===== Zitierter Text =====
Bild nicht mehr verfügbar.

Hält nichts von der politischen Diskussion über ÖBB-Einsparungen: Christian Kern.

Foto: APA

STANDARD: Die ÖVP will kräftig bei der Bahn sparen. Wie steht das Management zu den Vorschlägen?

 

Christian Kern: Ich wünsche mir eine Sachdiskussion und keine politische. Man kann uns nicht alles, was gewinnbringend ist, abnehmen, uns dem Wettbewerb aussetzen und sich dann erste Reihe fußfrei ansehen, wie die ÖBB an die Wand fährt. Und dann wird behauptet, die ÖBB kann nicht wirtschaften.

 

STANDARD: Faktum ist aber, dass sie trotz Milliardenzuschüssen hohe Verluste schreibt und die Schulden explodieren. Bedarf es da keiner radikalen Neuausrichtung?

 

Kern: Natürlich, daran arbeiten wir. Wir haben überall Einschnitte gemacht, die Bahn hat heute 2200 Mitarbeiter weniger als 2010, die Gehälter insgesamt sind heuer erstmals zurückgegangen. Daneben werden wir den operativen Verlust vierteln und 2013 eine schwarze Null schreiben.

 

STANDARD: Zusehends hinterfragt wird das Ausbauprogramm, insbesondere teure Tunnels. Zu Recht?
=====
*Aufgaben*:
a) Gib aus dem ÖBB-Interview den Abschnitt zwischen „Kern: Natürlich, daran“ und „schwarze Null schreiben.“, beide eingeschlossen, wortgetreu wieder.
b) Beantworte anhand des ÖBB-Interviews jede Frage in einer eigenen Zeile:
(i) Welche Partei will laut der Frage des STANDARD kräftig bei der Bahn sparen?
(ii) Um wie viele Mitarbeiter hat die Bahn heute weniger als 2010?
(iii) Für welches Jahr kündigt Kern eine schwarze Null an?
c) Nimm das ÖBB-Interview nach seiner letzten Frage wieder auf und führe es weiter.
===== Rohdaten =====
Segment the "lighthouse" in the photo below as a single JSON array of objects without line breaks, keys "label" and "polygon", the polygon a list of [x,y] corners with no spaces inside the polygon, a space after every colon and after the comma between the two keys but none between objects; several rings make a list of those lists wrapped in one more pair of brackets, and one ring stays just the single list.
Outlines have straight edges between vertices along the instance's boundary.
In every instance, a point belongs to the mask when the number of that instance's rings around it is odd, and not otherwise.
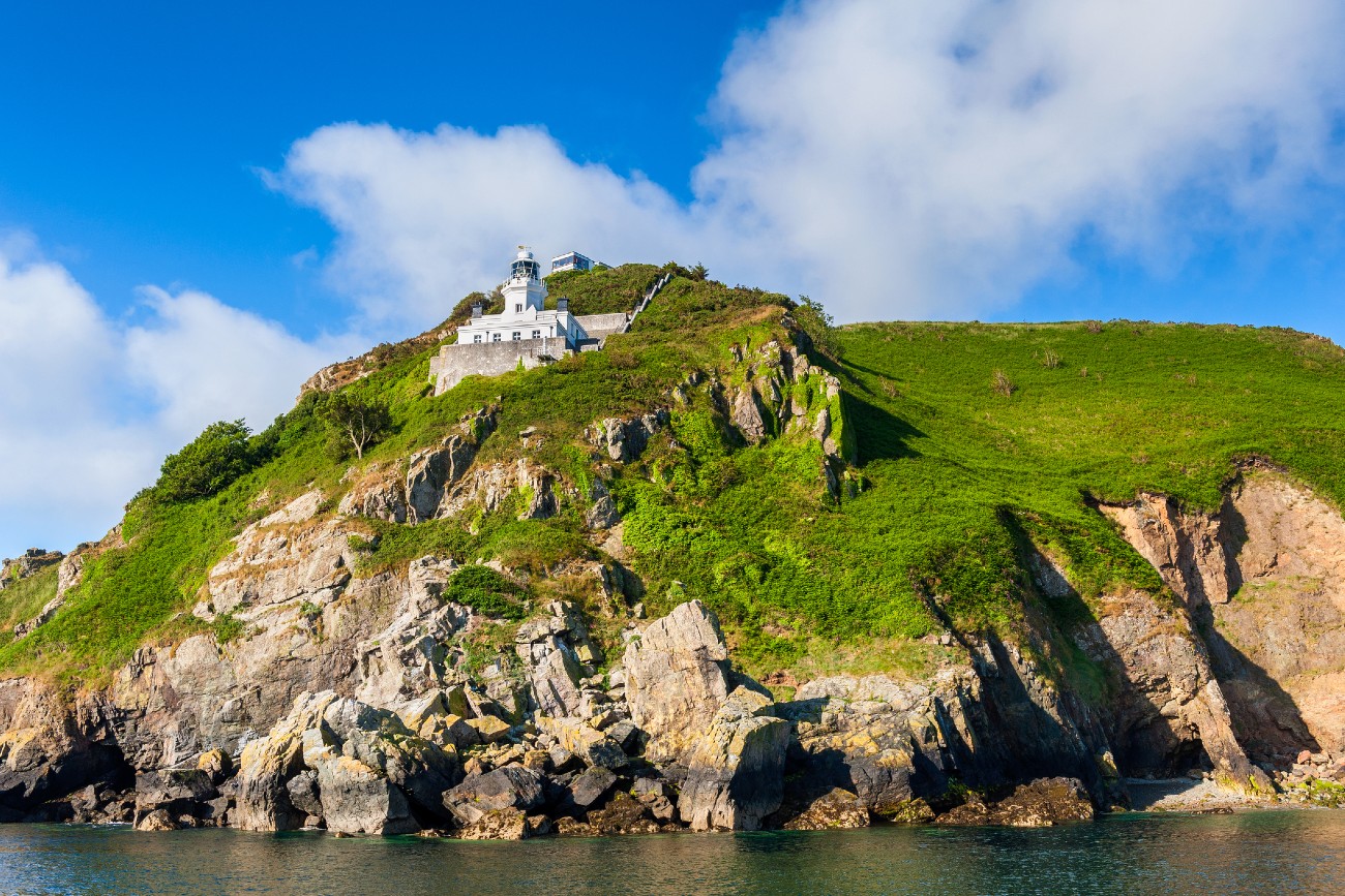
[{"label": "lighthouse", "polygon": [[[644,298],[654,297],[670,275],[664,275]],[[500,283],[504,309],[486,314],[480,302],[472,317],[457,328],[457,341],[441,345],[429,361],[434,395],[457,386],[464,376],[496,376],[518,369],[531,369],[572,355],[593,352],[612,333],[624,333],[633,312],[607,314],[570,314],[565,297],[555,308],[546,308],[546,281],[542,266],[527,246],[518,247],[510,262],[508,279]]]},{"label": "lighthouse", "polygon": [[546,281],[541,266],[533,258],[527,246],[518,247],[518,255],[510,265],[508,279],[500,286],[504,293],[504,314],[522,317],[537,314],[546,309]]}]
=====
*Antworten in Reihenfolge*:
a)
Kern: Natürlich, daran arbeiten wir. Wir haben überall Einschnitte gemacht, die Bahn hat heute 2200 Mitarbeiter weniger als 2010, die Gehälter insgesamt sind heuer erstmals zurückgegangen. Daneben werden wir den operativen Verlust vierteln und 2013 eine schwarze Null schreiben.

b)
(i) Die ÖVP.
(ii) Um 2200 Mitarbeiter.
(iii) Für 2013.

c)
Kern: Die Regierung muss entscheiden, wie viel Geld für den Infrastrukturausbau vorhanden ist. Der Ministerrat hat einstimmig ein Programm über fünf Jahre und zwölf Milliarden Euro beschlossen. Die Projekte halten wir für sinnvoll, aber auf Einschränkungen sind wir vorbereitet. Bei Kor-alm und Brenner sind die Projekte einerseits weit gediehen, andererseits Staatsverträge etwa mit Italien unterschrieben worden. Man kann das verschieben, theoretisch ganz streichen. Aber was nicht geht, ist, bei diesen Projekten locker 25 Prozent zu sparen. Wenn man beispielsweise auf Tunnelröhren verzichtet, spart man auf Kosten der Sicherheit.

 

STANDARD: Verstehe ich Sie richtig: Sie hätten kein Problem mit der Streichung von Projekten, brauchen aber politische Vorgaben?

 

Kern: Nein, aber ich bin für eine ehrliche Diskussion. Wenn man etwa den Brenner streichen will, muss jemand seinem Parteifreund, Tirols Landeshauptmann Platter, erklären, warum man sich nicht an Vereinbarungen hält.

 

STANDARD: Bei den gemeinwirtschaftlichen Leistungen urgiert die ÖVP Einsparungen insbesondere durch Ausschreibungen.

 

Kern: Am Anfang gibt es bei Ausschreibungen, wie man in Deutschland sieht, viel Euphorie, am Ende bleiben zwei Anbieter. Das wird nicht zu niedrigeren Preisen führen.

 

STANDARD: Und der Verkauf von Immobilien und Kraftwerken?

 

Kern: Das zeugt von Unkenntnis, denn Immobilien verkaufen wir seit Jahren. Die Kraftwerke bringen jährlich Gewinne von 35 Millionen. Sind die Kraftwerke weg, müssen wir den Strom teuer zukaufen, der Bund die Verluste ersetzen. Das wäre also eine Privatisierung von Gewinnen und Sozialisierung von Verlusten.

 

STANDARD: Und die automatischen Vorrückungen?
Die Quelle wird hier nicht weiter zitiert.